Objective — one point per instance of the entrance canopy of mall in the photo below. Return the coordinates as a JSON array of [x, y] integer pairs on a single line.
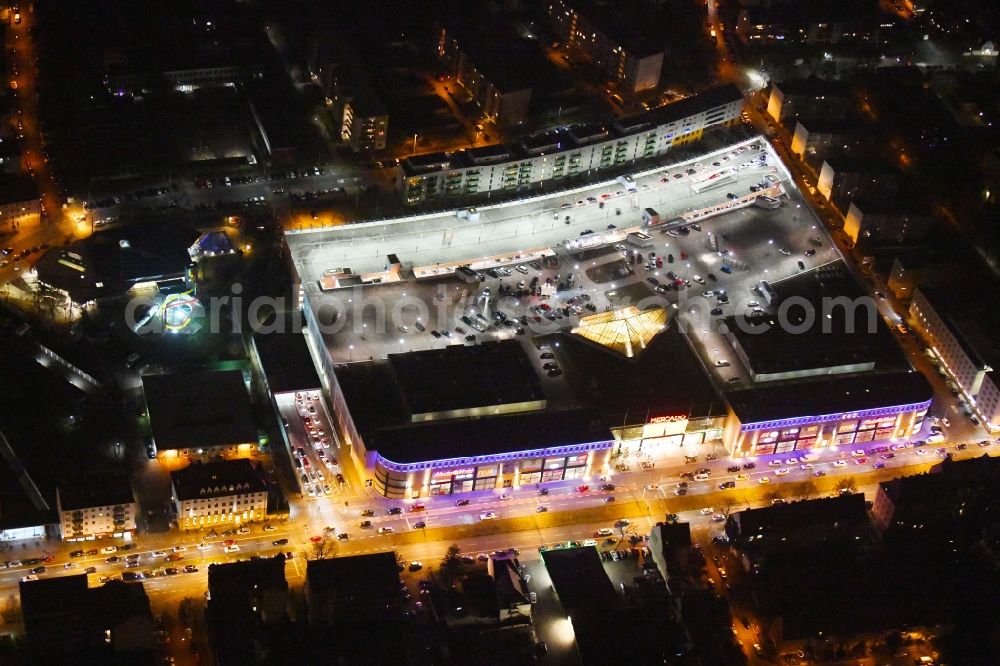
[[627, 330]]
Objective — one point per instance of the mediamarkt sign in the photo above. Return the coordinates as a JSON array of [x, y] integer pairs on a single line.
[[672, 418]]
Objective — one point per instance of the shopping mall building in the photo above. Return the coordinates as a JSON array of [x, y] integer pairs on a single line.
[[422, 424], [842, 411]]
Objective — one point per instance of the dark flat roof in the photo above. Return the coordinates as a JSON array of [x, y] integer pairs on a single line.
[[636, 26], [217, 479], [664, 379], [704, 101], [975, 325], [772, 348], [488, 435], [588, 597], [816, 11], [357, 582], [114, 259], [689, 106], [199, 409], [465, 376], [95, 490], [286, 360], [829, 395]]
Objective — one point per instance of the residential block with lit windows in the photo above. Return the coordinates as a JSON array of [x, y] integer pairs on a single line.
[[568, 152], [229, 492], [612, 37]]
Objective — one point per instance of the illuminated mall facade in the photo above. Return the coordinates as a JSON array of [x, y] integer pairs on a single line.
[[791, 417], [491, 472]]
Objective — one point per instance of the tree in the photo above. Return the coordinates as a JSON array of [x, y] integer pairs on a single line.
[[451, 563], [727, 506]]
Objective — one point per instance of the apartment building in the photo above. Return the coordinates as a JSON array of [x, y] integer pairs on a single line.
[[19, 201], [844, 178], [963, 337], [567, 152], [96, 508], [497, 71], [813, 139], [880, 222], [613, 37], [224, 493]]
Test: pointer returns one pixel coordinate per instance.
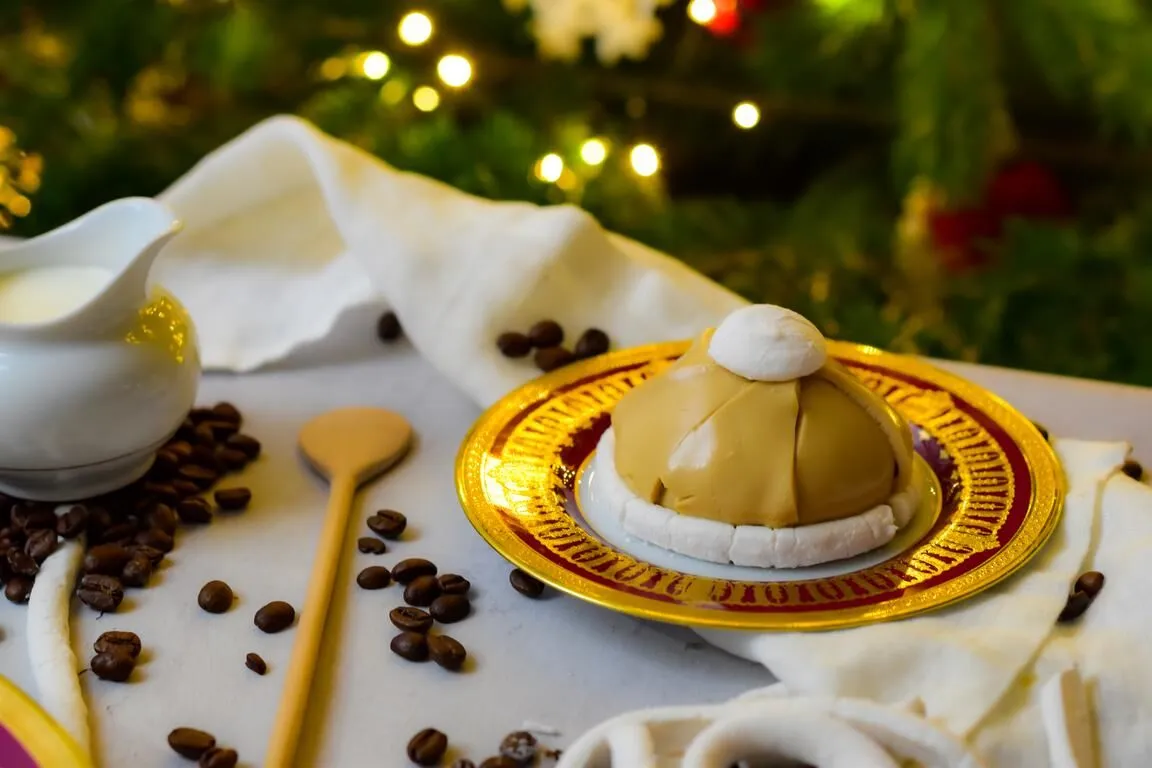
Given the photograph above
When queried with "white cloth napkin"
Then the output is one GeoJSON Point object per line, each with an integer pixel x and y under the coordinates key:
{"type": "Point", "coordinates": [288, 228]}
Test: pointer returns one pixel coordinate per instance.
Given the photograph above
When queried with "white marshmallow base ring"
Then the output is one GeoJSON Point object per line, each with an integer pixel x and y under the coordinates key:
{"type": "Point", "coordinates": [764, 342]}
{"type": "Point", "coordinates": [50, 654]}
{"type": "Point", "coordinates": [745, 545]}
{"type": "Point", "coordinates": [823, 731]}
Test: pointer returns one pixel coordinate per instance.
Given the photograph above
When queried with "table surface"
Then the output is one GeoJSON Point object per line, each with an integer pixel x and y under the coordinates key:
{"type": "Point", "coordinates": [555, 661]}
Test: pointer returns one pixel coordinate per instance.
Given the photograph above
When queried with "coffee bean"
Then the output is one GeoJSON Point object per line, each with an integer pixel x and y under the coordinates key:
{"type": "Point", "coordinates": [370, 546]}
{"type": "Point", "coordinates": [73, 523]}
{"type": "Point", "coordinates": [447, 652]}
{"type": "Point", "coordinates": [518, 746]}
{"type": "Point", "coordinates": [40, 544]}
{"type": "Point", "coordinates": [233, 459]}
{"type": "Point", "coordinates": [387, 523]}
{"type": "Point", "coordinates": [247, 445]}
{"type": "Point", "coordinates": [387, 327]}
{"type": "Point", "coordinates": [514, 344]}
{"type": "Point", "coordinates": [195, 510]}
{"type": "Point", "coordinates": [202, 477]}
{"type": "Point", "coordinates": [411, 646]}
{"type": "Point", "coordinates": [550, 358]}
{"type": "Point", "coordinates": [233, 499]}
{"type": "Point", "coordinates": [277, 616]}
{"type": "Point", "coordinates": [101, 593]}
{"type": "Point", "coordinates": [525, 584]}
{"type": "Point", "coordinates": [219, 758]}
{"type": "Point", "coordinates": [422, 591]}
{"type": "Point", "coordinates": [257, 664]}
{"type": "Point", "coordinates": [137, 571]}
{"type": "Point", "coordinates": [21, 563]}
{"type": "Point", "coordinates": [116, 641]}
{"type": "Point", "coordinates": [190, 743]}
{"type": "Point", "coordinates": [426, 747]}
{"type": "Point", "coordinates": [449, 608]}
{"type": "Point", "coordinates": [1090, 583]}
{"type": "Point", "coordinates": [1077, 603]}
{"type": "Point", "coordinates": [592, 342]}
{"type": "Point", "coordinates": [412, 568]}
{"type": "Point", "coordinates": [17, 588]}
{"type": "Point", "coordinates": [410, 620]}
{"type": "Point", "coordinates": [546, 333]}
{"type": "Point", "coordinates": [215, 597]}
{"type": "Point", "coordinates": [373, 577]}
{"type": "Point", "coordinates": [114, 667]}
{"type": "Point", "coordinates": [156, 538]}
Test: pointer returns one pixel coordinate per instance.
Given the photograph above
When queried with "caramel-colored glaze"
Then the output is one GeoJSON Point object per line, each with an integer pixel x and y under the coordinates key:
{"type": "Point", "coordinates": [709, 443]}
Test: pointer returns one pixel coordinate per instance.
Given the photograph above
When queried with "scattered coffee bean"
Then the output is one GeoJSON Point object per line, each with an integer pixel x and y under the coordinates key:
{"type": "Point", "coordinates": [407, 570]}
{"type": "Point", "coordinates": [546, 333]}
{"type": "Point", "coordinates": [370, 546]}
{"type": "Point", "coordinates": [454, 584]}
{"type": "Point", "coordinates": [1077, 603]}
{"type": "Point", "coordinates": [247, 445]}
{"type": "Point", "coordinates": [101, 593]}
{"type": "Point", "coordinates": [256, 663]}
{"type": "Point", "coordinates": [427, 747]}
{"type": "Point", "coordinates": [1090, 583]}
{"type": "Point", "coordinates": [525, 584]}
{"type": "Point", "coordinates": [387, 523]}
{"type": "Point", "coordinates": [514, 344]}
{"type": "Point", "coordinates": [411, 646]}
{"type": "Point", "coordinates": [410, 620]}
{"type": "Point", "coordinates": [190, 743]}
{"type": "Point", "coordinates": [106, 559]}
{"type": "Point", "coordinates": [17, 588]}
{"type": "Point", "coordinates": [373, 577]}
{"type": "Point", "coordinates": [449, 608]}
{"type": "Point", "coordinates": [73, 523]}
{"type": "Point", "coordinates": [277, 616]}
{"type": "Point", "coordinates": [21, 563]}
{"type": "Point", "coordinates": [592, 342]}
{"type": "Point", "coordinates": [518, 746]}
{"type": "Point", "coordinates": [422, 591]}
{"type": "Point", "coordinates": [233, 499]}
{"type": "Point", "coordinates": [40, 544]}
{"type": "Point", "coordinates": [219, 758]}
{"type": "Point", "coordinates": [447, 652]}
{"type": "Point", "coordinates": [550, 358]}
{"type": "Point", "coordinates": [195, 510]}
{"type": "Point", "coordinates": [116, 641]}
{"type": "Point", "coordinates": [137, 571]}
{"type": "Point", "coordinates": [215, 597]}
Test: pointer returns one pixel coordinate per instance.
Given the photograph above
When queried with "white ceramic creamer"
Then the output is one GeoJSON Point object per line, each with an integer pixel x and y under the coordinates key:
{"type": "Point", "coordinates": [97, 369]}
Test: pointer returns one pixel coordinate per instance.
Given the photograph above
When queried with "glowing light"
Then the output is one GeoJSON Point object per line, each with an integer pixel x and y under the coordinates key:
{"type": "Point", "coordinates": [373, 65]}
{"type": "Point", "coordinates": [593, 151]}
{"type": "Point", "coordinates": [415, 28]}
{"type": "Point", "coordinates": [745, 114]}
{"type": "Point", "coordinates": [645, 159]}
{"type": "Point", "coordinates": [454, 70]}
{"type": "Point", "coordinates": [425, 98]}
{"type": "Point", "coordinates": [550, 167]}
{"type": "Point", "coordinates": [702, 12]}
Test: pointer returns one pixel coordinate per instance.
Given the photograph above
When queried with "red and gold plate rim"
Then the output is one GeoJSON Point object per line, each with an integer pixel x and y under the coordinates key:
{"type": "Point", "coordinates": [517, 470]}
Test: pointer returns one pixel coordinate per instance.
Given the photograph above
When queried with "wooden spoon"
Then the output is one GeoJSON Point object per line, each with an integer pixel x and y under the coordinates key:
{"type": "Point", "coordinates": [349, 448]}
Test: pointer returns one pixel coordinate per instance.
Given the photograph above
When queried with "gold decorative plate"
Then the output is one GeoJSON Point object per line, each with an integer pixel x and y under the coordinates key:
{"type": "Point", "coordinates": [1001, 494]}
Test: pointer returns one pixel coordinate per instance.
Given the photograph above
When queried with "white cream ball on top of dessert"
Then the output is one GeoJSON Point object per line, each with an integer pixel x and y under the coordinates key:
{"type": "Point", "coordinates": [756, 448]}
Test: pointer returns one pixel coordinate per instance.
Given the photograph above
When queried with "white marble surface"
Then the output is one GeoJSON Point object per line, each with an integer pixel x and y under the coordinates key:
{"type": "Point", "coordinates": [555, 661]}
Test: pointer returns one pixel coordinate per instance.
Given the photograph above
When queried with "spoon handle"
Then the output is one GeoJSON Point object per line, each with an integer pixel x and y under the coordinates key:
{"type": "Point", "coordinates": [310, 629]}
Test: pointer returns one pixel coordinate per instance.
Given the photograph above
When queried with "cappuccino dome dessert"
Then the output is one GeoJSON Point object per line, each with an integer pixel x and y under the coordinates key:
{"type": "Point", "coordinates": [756, 448]}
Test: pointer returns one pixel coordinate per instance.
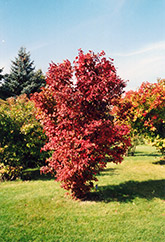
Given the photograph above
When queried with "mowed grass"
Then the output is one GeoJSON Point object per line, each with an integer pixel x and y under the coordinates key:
{"type": "Point", "coordinates": [128, 206]}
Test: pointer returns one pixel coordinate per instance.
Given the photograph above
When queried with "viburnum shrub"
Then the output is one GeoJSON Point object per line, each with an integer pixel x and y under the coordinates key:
{"type": "Point", "coordinates": [76, 118]}
{"type": "Point", "coordinates": [144, 110]}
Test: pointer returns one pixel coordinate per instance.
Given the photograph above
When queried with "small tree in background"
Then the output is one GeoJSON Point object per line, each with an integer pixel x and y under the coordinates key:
{"type": "Point", "coordinates": [22, 77]}
{"type": "Point", "coordinates": [144, 110]}
{"type": "Point", "coordinates": [76, 118]}
{"type": "Point", "coordinates": [21, 135]}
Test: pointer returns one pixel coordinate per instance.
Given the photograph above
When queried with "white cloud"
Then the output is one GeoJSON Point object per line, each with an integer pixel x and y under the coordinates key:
{"type": "Point", "coordinates": [149, 48]}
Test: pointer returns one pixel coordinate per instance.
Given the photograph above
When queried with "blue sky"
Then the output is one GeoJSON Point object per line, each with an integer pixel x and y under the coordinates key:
{"type": "Point", "coordinates": [132, 32]}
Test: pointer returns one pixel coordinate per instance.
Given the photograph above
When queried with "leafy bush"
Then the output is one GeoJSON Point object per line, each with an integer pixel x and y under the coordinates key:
{"type": "Point", "coordinates": [21, 135]}
{"type": "Point", "coordinates": [82, 134]}
{"type": "Point", "coordinates": [144, 111]}
{"type": "Point", "coordinates": [9, 172]}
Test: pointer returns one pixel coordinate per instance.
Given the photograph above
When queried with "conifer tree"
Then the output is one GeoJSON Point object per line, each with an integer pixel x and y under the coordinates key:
{"type": "Point", "coordinates": [22, 77]}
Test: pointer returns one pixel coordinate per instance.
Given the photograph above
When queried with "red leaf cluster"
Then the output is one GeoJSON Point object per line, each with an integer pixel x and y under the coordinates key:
{"type": "Point", "coordinates": [76, 118]}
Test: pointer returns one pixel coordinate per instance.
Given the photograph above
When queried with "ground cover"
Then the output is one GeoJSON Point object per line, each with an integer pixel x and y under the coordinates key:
{"type": "Point", "coordinates": [129, 205]}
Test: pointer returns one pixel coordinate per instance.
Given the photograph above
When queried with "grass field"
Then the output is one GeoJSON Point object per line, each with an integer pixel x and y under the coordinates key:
{"type": "Point", "coordinates": [128, 206]}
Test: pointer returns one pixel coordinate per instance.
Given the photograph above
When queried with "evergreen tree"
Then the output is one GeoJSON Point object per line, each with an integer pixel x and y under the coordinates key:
{"type": "Point", "coordinates": [1, 76]}
{"type": "Point", "coordinates": [22, 77]}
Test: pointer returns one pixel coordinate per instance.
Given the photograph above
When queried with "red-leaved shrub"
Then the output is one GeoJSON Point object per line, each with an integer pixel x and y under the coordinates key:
{"type": "Point", "coordinates": [76, 117]}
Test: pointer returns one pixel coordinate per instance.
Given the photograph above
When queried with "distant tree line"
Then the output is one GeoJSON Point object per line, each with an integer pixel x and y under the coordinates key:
{"type": "Point", "coordinates": [22, 79]}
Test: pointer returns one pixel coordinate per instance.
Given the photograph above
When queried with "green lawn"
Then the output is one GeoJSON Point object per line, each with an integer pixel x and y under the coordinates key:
{"type": "Point", "coordinates": [128, 206]}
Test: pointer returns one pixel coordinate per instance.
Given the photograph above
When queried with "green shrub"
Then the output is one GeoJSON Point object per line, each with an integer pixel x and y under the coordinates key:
{"type": "Point", "coordinates": [9, 172]}
{"type": "Point", "coordinates": [21, 135]}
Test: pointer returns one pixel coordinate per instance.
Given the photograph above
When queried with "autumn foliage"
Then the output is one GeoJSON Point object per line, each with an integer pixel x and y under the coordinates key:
{"type": "Point", "coordinates": [144, 110]}
{"type": "Point", "coordinates": [83, 135]}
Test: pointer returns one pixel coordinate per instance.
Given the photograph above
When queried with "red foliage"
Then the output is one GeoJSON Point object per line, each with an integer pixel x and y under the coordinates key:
{"type": "Point", "coordinates": [82, 134]}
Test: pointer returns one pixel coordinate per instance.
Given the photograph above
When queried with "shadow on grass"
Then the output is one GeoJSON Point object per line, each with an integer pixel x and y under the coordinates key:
{"type": "Point", "coordinates": [108, 172]}
{"type": "Point", "coordinates": [160, 162]}
{"type": "Point", "coordinates": [138, 153]}
{"type": "Point", "coordinates": [34, 175]}
{"type": "Point", "coordinates": [128, 191]}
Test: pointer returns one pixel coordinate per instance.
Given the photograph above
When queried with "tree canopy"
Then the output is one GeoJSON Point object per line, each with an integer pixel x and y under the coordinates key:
{"type": "Point", "coordinates": [22, 77]}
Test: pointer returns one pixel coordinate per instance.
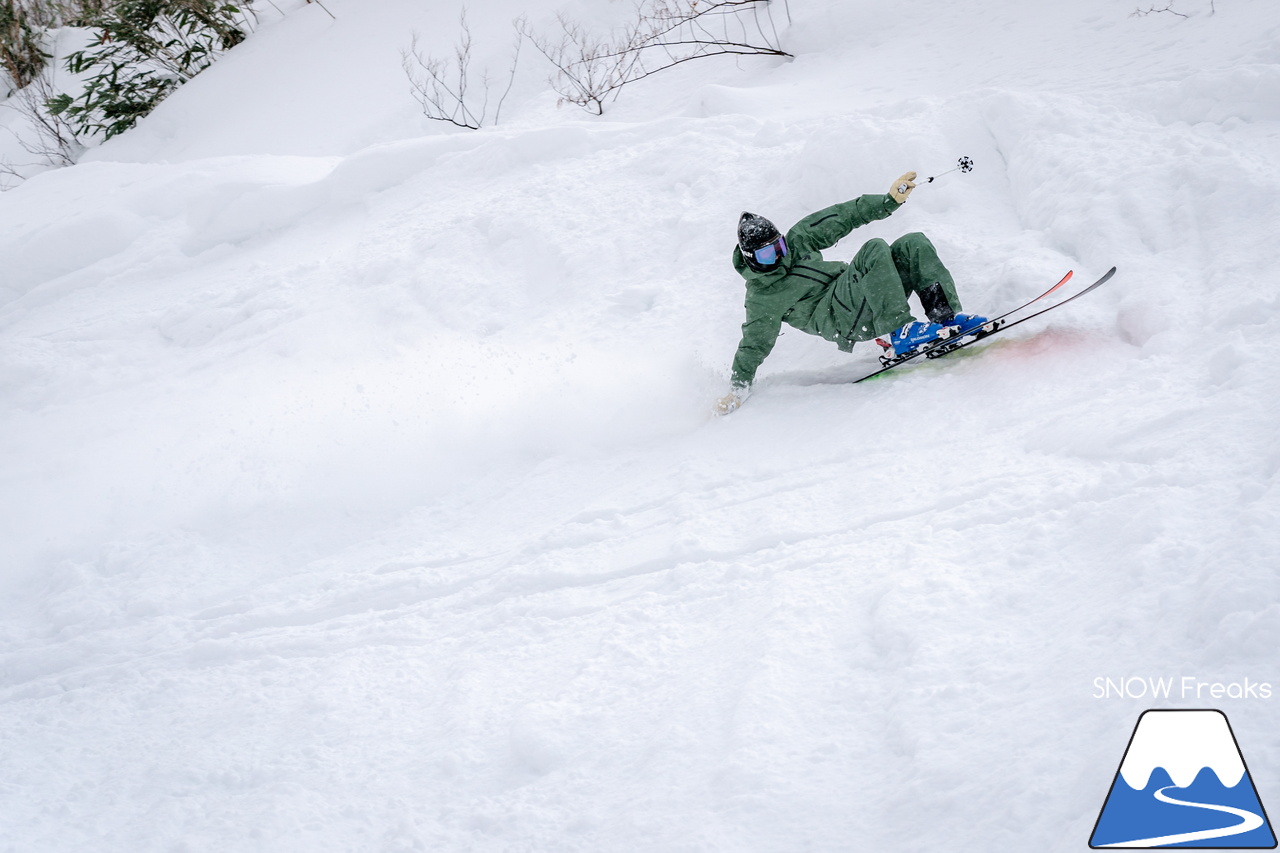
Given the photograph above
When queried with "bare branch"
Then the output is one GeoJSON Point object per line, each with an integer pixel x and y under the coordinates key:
{"type": "Point", "coordinates": [444, 92]}
{"type": "Point", "coordinates": [592, 68]}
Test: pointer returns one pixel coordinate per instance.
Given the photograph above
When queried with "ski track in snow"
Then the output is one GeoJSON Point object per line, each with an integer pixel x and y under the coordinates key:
{"type": "Point", "coordinates": [360, 489]}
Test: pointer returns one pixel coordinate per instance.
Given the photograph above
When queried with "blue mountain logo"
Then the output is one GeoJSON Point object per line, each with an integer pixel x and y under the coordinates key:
{"type": "Point", "coordinates": [1183, 783]}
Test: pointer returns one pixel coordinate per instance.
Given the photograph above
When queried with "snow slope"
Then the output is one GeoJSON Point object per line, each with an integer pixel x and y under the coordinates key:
{"type": "Point", "coordinates": [360, 489]}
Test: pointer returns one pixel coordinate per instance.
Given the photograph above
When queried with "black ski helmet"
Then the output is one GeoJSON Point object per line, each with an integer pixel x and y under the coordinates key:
{"type": "Point", "coordinates": [754, 232]}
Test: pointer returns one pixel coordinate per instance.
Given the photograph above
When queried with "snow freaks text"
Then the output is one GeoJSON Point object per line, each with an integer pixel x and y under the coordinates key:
------------------------
■ **O QUE FAZER**:
Reproduza fielmente o material, desde o início até a linha que contém "37], [224, 493]]", inclusive. Deixe as imagens fora da resposta.

■ **RESULTADO DO EXERCÍCIO**:
Objective — one point per instance of the entrance canopy of mall in the photo below. Return the coordinates as a JSON array of [x, y] integer pairs on a single line.
[[627, 330]]
Objective — one point per instance of the mediamarkt sign in the photo above. Return the coordinates as a JSON array of [x, y] integer pairs on a single line.
[[672, 418]]
Objective — one point per instance of the shopping mall building in the photo above. Return the coordinates as a JSON array of [x, y] integer pairs on a single line.
[[422, 424], [842, 411]]
Objective — one point per instance of the dark flat roof in the photo above. Return the coordinates as a JSON array of [x, y] integer pairs on a single line.
[[636, 26], [217, 479], [664, 379], [704, 101], [975, 325], [772, 348], [488, 435], [588, 597], [816, 11], [357, 582], [114, 259], [689, 106], [199, 409], [465, 376], [95, 490], [286, 360], [829, 395]]
Objective — one point per instance of the residential block with lit windows in the photo above. Return the coordinates as a JSON array of [x, y] integer pairs on a single line.
[[568, 152], [229, 492], [612, 37]]
Objective — one point per instance of the illuminated mall facade in the photo above. Return the coordinates as a JSON array of [x, y] integer pairs on a single line.
[[791, 417], [491, 472]]
Objective — one point per instance of the tree in the photo above. Return the coordinates as a JSON array of [x, y] integer pairs on a single line.
[[451, 563], [727, 506]]
Objective — one point per instance of the apartment building in the photo above. Return the coordinates as a JSON array of [x, y] integer pairs on a single line.
[[19, 201], [844, 178], [963, 337], [567, 152], [96, 508], [497, 71], [813, 139], [880, 222], [613, 37], [224, 493]]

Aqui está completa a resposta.